→ Items listed in a dataset
>>>
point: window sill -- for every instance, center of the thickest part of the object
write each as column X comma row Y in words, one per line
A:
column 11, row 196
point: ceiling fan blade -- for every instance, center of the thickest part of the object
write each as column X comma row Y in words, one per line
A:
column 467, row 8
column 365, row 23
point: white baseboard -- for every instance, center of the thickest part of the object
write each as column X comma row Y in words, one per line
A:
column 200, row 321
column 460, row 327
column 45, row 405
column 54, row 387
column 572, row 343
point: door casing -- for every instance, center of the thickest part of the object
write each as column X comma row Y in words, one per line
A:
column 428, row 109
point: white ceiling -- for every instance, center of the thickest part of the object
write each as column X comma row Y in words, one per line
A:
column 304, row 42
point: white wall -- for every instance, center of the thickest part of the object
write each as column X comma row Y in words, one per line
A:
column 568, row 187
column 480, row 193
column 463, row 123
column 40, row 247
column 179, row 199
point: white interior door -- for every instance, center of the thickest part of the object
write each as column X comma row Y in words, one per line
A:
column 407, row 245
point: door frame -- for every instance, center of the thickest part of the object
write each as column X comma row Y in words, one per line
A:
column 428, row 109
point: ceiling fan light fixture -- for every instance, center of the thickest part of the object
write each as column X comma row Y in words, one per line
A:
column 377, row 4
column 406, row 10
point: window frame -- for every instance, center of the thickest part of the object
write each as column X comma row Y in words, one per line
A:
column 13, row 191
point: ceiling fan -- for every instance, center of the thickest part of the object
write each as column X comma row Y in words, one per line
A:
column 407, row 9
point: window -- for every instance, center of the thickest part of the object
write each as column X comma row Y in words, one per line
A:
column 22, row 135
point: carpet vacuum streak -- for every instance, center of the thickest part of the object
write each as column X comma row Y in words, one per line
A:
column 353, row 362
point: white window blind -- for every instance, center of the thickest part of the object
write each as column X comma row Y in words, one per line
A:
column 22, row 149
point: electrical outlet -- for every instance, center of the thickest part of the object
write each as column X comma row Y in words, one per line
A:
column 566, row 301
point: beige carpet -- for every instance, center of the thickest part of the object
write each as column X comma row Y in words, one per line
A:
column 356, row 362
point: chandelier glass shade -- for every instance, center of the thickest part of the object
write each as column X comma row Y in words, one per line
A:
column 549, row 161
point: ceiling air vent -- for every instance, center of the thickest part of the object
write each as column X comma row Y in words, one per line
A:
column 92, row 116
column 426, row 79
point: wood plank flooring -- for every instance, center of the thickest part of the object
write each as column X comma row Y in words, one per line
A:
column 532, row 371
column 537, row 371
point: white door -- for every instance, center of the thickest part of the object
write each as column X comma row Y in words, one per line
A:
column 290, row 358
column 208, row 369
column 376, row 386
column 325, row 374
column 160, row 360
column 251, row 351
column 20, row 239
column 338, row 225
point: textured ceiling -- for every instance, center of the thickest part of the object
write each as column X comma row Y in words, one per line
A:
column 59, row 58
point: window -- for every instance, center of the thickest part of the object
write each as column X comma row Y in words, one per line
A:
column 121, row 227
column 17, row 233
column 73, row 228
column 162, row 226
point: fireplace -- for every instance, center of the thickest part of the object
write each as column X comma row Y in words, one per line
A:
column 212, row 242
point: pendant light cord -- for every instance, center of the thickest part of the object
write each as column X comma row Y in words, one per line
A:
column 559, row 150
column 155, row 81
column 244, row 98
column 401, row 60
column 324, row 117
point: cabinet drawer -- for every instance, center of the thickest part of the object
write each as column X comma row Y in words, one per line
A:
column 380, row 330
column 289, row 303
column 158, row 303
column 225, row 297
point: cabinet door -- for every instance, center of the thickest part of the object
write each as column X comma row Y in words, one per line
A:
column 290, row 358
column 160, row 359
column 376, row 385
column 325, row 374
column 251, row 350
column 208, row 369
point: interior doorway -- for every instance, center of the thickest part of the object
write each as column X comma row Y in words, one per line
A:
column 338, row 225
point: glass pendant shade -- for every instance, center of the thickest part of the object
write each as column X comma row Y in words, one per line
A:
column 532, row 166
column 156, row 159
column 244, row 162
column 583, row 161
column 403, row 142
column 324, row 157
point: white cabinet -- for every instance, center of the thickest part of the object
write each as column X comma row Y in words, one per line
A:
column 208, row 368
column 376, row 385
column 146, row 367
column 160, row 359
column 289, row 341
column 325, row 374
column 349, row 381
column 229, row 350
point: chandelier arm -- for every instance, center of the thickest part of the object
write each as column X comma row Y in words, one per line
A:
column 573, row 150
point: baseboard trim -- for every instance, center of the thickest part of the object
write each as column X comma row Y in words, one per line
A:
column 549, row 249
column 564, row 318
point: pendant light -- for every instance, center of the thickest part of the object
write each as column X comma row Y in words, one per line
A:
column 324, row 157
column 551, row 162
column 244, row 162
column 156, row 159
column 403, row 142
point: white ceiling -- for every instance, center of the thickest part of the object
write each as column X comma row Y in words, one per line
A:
<<<
Repeat the entries above exactly, leaving nothing out.

→ TASK RESULT
point: window sill -- for every instance, center of the thickest part of the object
write each as column X comma row Y in words, one per line
A:
column 11, row 196
point: ceiling fan blade -- for every instance, center of the thickest part of the object
write each as column X comma row Y in words, one per line
A:
column 467, row 8
column 365, row 23
point: white baseboard -- for every instance, center of the thickest part of the object
write each as column X comma row Y in words, one per line
A:
column 200, row 321
column 460, row 327
column 45, row 405
column 54, row 387
column 572, row 343
point: door casing -- for every instance, center of the thickest part of the object
write each as column X comma row Y in words, one per line
A:
column 428, row 109
point: white ceiling -- for every instance, center of the thickest part of the object
write each as column X comma row Y in words, one per line
A:
column 304, row 42
point: white wall -- for every instance, center of the thickest part of the object
write each as column X comma row Y in words, one per line
A:
column 568, row 187
column 480, row 193
column 463, row 123
column 40, row 247
column 179, row 199
point: white interior door -- for every instance, center of the thickest part of the object
write each as column X comma row Y in words, one per line
A:
column 407, row 245
point: door frame -- for every instance, center of the thickest part of the object
write each as column X comma row Y in words, one per line
A:
column 428, row 109
point: ceiling fan light fixture -- for every instance, center of the thickest part of the object
write each as column X comma row Y in words, one per line
A:
column 377, row 4
column 406, row 10
point: window frame -- for every instance, center of the thickest part of the object
write each as column X comma row Y in words, one per line
A:
column 13, row 191
point: ceiling fan -- for every instance, center of the thickest part of the object
write each as column X comma row Y in words, one per line
A:
column 407, row 9
point: window -- for every instance, center of the thickest part of the object
write each as column X comma row Y in words, one per line
A:
column 22, row 135
point: carpet vacuum streak -- for every instance, center of the thickest part of the object
write each as column X comma row Y in words, one per line
A:
column 353, row 362
point: white window blind -- for every instance, center of the thickest part of the object
write each as column X comma row Y in words, one per line
A:
column 22, row 149
point: electrical outlet -- for every instance, center of the thickest part of the object
write each as column X comma row Y in words, one per line
A:
column 566, row 301
point: beige carpet -- for every instance, center of the thickest part of the object
write each as column X comma row Y in words, one per line
A:
column 356, row 362
point: chandelier glass shade -- for every instance, center of the thickest part of the object
write each as column X comma row Y in words, one per line
A:
column 549, row 161
point: ceiling air vent -- for every instance, center of the thickest part of the object
write each as column X comma row Y in words, one per line
A:
column 92, row 116
column 426, row 79
point: wood plank flooring -- for every instance, center of the thickest part of the object
write each as column X comma row Y in words, one per line
A:
column 532, row 371
column 537, row 371
point: white door -- for every instance, center of the thickest part of the object
write each as column X comma row Y in words, one per line
A:
column 290, row 358
column 208, row 369
column 376, row 386
column 325, row 374
column 160, row 360
column 251, row 351
column 20, row 239
column 338, row 225
point: textured ceiling -- for every instance, center of the thickest part of the object
write each as column X comma row Y in words, one per line
A:
column 59, row 58
point: window -- for every instance, center of the thickest part of the object
write each as column X comma row Y in words, one per line
A:
column 121, row 227
column 17, row 233
column 73, row 228
column 162, row 226
point: fireplace -- for every instance, center of the thickest part of the object
write each as column X comma row Y in words, one per line
A:
column 212, row 242
point: pendant light cord -- for every instance, center of the thickest part of the object
write each as column X comma row Y in words, one per line
A:
column 559, row 150
column 155, row 81
column 244, row 98
column 401, row 60
column 324, row 117
point: cabinet drawer -- for every instance, center of the thickest part of the object
write each as column X comma row Y in words, one per line
A:
column 380, row 330
column 289, row 303
column 158, row 303
column 225, row 297
point: cabinet door -- for every instance, center of the thickest part of the object
write each as column X comma row Y in words, one per line
A:
column 290, row 358
column 160, row 359
column 376, row 385
column 325, row 374
column 251, row 350
column 208, row 369
point: interior doorway -- for every instance, center of the thickest part of the object
write each as column X comma row Y in words, one per line
A:
column 338, row 225
point: glass pendant shade -- for every instance, center of the thickest part of the object
write each as column X comma row Y in words, one per line
A:
column 532, row 166
column 156, row 159
column 244, row 162
column 583, row 161
column 403, row 142
column 324, row 157
point: white cabinet -- for every instance, center of the thickest part of the object
write each as column X comma row Y in words, one per line
A:
column 208, row 368
column 376, row 385
column 146, row 367
column 160, row 359
column 289, row 341
column 325, row 374
column 349, row 381
column 229, row 350
point: chandelier arm -- for every instance, center of the thickest part of the object
write each as column X comma row Y in words, one per line
A:
column 573, row 150
point: baseboard trim -- for every instance, center of the thickest part of the object
write each as column X comma row Y in words, one per line
A:
column 549, row 249
column 564, row 318
point: pendant light -- for every instance, center of the thickest part of the object
write each as column X comma row Y in words, one per line
A:
column 324, row 157
column 551, row 162
column 244, row 162
column 156, row 159
column 403, row 142
point: white ceiling -- for every instance, center of the thickest part of the object
write each as column X comma row Y in words, one per line
A:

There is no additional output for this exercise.